ENTRIES SUPPLIED Block Start

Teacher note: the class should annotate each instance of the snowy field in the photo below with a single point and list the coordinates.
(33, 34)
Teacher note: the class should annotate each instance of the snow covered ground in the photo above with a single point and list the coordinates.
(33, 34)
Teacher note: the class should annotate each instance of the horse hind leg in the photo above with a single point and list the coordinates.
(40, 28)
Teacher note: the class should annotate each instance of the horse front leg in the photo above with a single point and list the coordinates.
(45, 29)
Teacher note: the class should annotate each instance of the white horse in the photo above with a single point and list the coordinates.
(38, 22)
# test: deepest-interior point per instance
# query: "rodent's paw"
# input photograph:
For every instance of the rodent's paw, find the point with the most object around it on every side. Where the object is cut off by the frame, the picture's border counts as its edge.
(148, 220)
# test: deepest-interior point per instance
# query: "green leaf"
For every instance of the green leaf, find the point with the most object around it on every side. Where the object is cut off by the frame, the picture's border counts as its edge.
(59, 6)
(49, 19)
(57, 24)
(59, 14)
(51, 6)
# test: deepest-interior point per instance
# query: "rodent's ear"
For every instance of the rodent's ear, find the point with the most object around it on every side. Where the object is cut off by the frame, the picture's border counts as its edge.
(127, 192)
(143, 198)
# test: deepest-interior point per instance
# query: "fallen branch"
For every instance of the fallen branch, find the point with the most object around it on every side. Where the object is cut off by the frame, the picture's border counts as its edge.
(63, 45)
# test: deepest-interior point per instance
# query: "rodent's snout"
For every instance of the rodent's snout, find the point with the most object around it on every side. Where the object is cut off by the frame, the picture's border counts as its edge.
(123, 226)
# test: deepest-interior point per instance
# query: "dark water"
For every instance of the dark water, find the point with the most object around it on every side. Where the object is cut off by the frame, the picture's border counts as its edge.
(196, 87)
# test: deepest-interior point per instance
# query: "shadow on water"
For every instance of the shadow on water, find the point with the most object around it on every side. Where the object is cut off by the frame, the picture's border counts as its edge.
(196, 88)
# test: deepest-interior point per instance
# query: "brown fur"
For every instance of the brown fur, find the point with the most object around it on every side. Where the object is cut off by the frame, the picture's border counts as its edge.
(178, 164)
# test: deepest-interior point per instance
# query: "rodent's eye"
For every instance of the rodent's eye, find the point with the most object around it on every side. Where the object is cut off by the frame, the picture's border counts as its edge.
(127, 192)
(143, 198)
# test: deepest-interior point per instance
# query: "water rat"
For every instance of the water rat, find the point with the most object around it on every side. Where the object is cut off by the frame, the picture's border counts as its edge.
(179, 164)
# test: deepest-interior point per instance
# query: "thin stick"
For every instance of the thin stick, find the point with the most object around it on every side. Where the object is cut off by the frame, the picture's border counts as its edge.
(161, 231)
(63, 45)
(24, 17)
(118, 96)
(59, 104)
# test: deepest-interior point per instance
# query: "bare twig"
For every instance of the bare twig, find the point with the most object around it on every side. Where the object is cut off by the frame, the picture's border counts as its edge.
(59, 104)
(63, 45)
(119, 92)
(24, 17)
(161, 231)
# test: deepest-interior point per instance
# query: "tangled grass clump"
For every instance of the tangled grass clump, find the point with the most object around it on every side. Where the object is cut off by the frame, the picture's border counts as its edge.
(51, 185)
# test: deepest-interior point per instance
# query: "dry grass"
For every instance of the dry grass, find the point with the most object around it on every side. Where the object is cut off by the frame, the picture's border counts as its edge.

ENTRIES SUPPLIED Block End

WHAT IS NEEDED
Could you reproduce all of the material above, exactly as it reads?

SOLUTION TO THIS TASK
Teacher note: the class should annotate each instance of the snowy field in the photo below with a single point and list the coordinates.
(33, 34)
Teacher note: the class should annotate each instance of the snow covered ground in the photo above with a single point and list the coordinates.
(33, 34)
Teacher note: the class should annotate each instance of the horse hind leg in the photo above with a single point and list the coordinates.
(40, 28)
Teacher note: the class should annotate each instance of the horse front leg in the photo above with a single point and list the coordinates.
(45, 29)
Teacher note: the class should annotate each instance of the white horse in the photo above with a single point and list the coordinates.
(38, 22)
# test: deepest-interior point per instance
# query: "rodent's paw"
# input photograph:
For every instance of the rodent's paw, find the point with the most object around it on every side. Where the object is cut off by the frame, the picture's border counts as its edge.
(148, 220)
# test: deepest-interior point per instance
# query: "green leaf"
For every instance of the green leaf, find the point with the most object around it on every side. Where the object is cut off by the frame, the picture's border counts as its edge.
(59, 6)
(49, 19)
(57, 24)
(59, 14)
(51, 6)
# test: deepest-interior point per instance
# query: "rodent's ear"
For every instance of the rodent's ear, find the point with the most object around it on every side. Where the object is cut off by the frame, the picture's border counts as its edge.
(127, 192)
(143, 198)
# test: deepest-interior point per instance
# query: "fallen branch"
For every instance of the fallen branch, find the point with the most object around it on every side. Where the object is cut off by the frame, the picture's border counts as its edge.
(63, 45)
# test: deepest-interior point per instance
# query: "rodent's snout"
For every instance of the rodent's snout, find the point with the most object around it on every side. Where the object is cut off by the frame, the picture's border counts as its edge.
(123, 226)
# test: deepest-interior point per instance
# query: "dark water"
For every instance of the dark water, find the point with the most object around it on every side. Where the object is cut off by the frame, the picture's border counts as its edge.
(196, 87)
# test: deepest-interior point per instance
# query: "shadow on water"
For every instance of the shadow on water, find the point with the most object around it on every side. Where the object is cut off by the frame, the picture's border counts as its edge.
(196, 88)
# test: deepest-interior point per instance
# query: "brown fur"
For every instance of the brown fur, find the point with the most object around it on every side. Where the object is cut off by the frame, the picture's border counts as its edge.
(178, 164)
# test: deepest-interior point per instance
# query: "rodent's eye"
For every instance of the rodent's eye, find the point with the most object around it on every side. Where the object is cut off by the frame, the picture's border counts as its edge.
(127, 192)
(143, 198)
# test: deepest-interior point per instance
# query: "water rat"
For every instance of the water rat, find the point with the most object around it on every side. Where the object is cut off by the frame, the picture's border counts as its edge.
(179, 164)
# test: deepest-interior point per instance
# query: "thin stick"
For every instance of the thin stick, find the point with the most object around it on every side. Where the object is cut off by the frame, the picture's border counts as its edge.
(161, 231)
(63, 45)
(24, 17)
(118, 96)
(59, 104)
# test: deepest-interior point per instance
# query: "bare twig"
For every instance of the bare twig, find the point with the most object around it on every side. Where the object is cut off by the frame, the picture's border counts as its edge.
(59, 104)
(63, 45)
(119, 92)
(24, 17)
(161, 231)
# test: deepest-interior point per instance
# query: "tangled grass clump"
For every instance of the tangled grass clump, find the point with the most object around it on every side. Where the object is cut off by the frame, the picture's border counts as its edge.
(51, 185)
# test: deepest-interior point per instance
# query: "dry grass"
For every instance of the dry grass, find the point with the most object around it on every side. Where the object is cut off by the frame, the picture's border counts as its edge.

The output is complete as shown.